• _What the task asks_
Reproduce exactly the lines below, starting with the line that contains "around the rue" and ending with the last line of the records, both included, and nothing else.

[Extracted data entries]
=== Begin Enclosure ===

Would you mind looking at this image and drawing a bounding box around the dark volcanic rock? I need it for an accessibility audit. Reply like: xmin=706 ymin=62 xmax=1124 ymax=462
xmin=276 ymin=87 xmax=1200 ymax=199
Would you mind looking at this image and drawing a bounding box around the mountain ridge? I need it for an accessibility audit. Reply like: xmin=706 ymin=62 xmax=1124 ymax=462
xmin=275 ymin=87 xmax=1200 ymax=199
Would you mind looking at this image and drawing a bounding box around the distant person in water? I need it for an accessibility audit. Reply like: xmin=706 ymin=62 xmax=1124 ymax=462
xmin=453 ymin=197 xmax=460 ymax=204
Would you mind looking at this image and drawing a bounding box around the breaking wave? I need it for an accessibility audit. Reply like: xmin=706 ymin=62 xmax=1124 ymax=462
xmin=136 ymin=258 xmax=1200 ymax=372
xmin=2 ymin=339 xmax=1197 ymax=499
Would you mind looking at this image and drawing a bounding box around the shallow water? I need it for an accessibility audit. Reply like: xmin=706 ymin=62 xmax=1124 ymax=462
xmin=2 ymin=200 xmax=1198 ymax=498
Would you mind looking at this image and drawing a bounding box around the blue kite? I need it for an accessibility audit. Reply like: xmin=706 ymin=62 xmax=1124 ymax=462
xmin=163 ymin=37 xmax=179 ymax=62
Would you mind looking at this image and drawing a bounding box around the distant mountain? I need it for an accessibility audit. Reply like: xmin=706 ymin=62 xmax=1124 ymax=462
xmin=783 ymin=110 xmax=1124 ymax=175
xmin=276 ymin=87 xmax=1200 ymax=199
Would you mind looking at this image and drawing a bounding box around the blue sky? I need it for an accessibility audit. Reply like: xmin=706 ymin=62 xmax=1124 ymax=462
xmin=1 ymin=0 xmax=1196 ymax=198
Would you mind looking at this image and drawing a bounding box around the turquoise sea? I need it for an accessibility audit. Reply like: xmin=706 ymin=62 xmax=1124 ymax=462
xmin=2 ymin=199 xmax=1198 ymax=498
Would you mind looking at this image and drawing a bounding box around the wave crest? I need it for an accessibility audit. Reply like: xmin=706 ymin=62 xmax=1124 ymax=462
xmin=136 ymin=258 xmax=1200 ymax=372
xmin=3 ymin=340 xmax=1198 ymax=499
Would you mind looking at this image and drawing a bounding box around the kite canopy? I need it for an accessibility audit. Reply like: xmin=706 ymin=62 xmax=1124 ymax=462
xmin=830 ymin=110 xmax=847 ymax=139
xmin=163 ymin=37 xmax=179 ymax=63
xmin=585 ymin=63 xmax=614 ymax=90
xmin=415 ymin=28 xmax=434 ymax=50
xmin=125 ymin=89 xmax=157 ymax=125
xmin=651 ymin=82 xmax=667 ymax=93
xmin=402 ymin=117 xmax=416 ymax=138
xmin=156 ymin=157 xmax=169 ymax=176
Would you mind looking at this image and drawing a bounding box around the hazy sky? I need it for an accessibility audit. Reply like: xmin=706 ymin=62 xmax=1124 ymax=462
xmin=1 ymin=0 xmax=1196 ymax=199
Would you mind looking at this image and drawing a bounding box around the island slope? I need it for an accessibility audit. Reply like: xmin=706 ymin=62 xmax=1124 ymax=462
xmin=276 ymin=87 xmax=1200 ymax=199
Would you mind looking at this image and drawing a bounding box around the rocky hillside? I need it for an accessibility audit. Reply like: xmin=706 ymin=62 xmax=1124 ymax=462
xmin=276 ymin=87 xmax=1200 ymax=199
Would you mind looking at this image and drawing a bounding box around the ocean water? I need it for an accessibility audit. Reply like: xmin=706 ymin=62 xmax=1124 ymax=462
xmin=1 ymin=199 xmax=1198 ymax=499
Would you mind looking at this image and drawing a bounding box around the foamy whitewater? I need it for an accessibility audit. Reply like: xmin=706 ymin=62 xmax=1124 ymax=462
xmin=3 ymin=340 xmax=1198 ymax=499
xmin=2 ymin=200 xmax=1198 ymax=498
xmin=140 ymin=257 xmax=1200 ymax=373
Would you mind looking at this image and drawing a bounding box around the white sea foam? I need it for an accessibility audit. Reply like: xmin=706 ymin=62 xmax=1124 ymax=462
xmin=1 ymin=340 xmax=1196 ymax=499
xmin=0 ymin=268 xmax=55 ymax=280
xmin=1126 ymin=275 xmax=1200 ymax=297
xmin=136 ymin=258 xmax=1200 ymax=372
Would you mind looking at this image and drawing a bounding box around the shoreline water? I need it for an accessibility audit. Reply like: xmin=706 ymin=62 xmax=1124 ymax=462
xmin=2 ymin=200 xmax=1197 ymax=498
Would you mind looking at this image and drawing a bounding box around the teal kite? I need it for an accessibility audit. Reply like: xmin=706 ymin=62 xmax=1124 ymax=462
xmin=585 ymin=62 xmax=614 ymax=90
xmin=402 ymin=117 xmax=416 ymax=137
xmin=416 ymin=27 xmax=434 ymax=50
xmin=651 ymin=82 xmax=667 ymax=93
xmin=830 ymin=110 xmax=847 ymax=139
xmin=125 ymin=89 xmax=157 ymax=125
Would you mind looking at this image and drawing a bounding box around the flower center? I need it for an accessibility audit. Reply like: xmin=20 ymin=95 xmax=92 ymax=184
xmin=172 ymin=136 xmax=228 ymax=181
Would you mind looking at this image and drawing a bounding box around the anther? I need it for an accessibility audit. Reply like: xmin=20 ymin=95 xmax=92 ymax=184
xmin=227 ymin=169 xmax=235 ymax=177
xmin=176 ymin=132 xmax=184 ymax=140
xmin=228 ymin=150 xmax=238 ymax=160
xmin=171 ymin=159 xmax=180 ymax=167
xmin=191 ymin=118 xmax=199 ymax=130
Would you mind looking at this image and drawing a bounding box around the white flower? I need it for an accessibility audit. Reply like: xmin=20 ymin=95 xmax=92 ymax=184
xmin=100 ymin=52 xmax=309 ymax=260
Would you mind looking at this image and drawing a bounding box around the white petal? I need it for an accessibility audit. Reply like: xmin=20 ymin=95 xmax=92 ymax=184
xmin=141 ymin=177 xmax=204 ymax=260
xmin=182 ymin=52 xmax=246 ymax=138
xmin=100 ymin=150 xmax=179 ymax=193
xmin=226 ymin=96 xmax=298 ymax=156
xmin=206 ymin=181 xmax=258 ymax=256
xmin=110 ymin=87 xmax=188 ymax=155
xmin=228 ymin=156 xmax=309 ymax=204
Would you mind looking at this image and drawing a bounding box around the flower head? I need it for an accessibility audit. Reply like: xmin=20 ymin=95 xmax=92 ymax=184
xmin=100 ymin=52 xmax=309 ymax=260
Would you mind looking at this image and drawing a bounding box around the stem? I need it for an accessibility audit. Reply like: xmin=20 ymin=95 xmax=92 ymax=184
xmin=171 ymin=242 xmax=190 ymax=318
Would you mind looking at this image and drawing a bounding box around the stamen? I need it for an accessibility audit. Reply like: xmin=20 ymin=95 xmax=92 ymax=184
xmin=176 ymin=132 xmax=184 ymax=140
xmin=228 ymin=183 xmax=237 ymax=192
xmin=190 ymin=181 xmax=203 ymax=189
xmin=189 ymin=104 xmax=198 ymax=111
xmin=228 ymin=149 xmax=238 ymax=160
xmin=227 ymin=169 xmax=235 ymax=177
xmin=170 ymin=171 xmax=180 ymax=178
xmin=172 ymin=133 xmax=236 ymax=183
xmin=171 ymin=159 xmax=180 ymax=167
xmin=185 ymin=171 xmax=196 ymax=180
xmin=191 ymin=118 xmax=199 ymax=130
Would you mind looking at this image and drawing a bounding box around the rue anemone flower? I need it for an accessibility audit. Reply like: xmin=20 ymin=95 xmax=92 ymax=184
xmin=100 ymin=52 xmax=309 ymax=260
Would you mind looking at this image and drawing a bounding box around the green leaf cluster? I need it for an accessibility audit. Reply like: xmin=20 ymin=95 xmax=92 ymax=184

=== End Enclosure ===

• _Answer to this problem_
Would you mind looking at this image and drawing a bounding box around the rue anemone flower? I need it for an accessibility audit. Reply like: xmin=20 ymin=95 xmax=92 ymax=184
xmin=100 ymin=52 xmax=309 ymax=260
Would you mind looking at this image and drawing a bounding box around the green leaf cluster? I need it for an accessibility audit. Reply like: xmin=20 ymin=95 xmax=92 ymax=184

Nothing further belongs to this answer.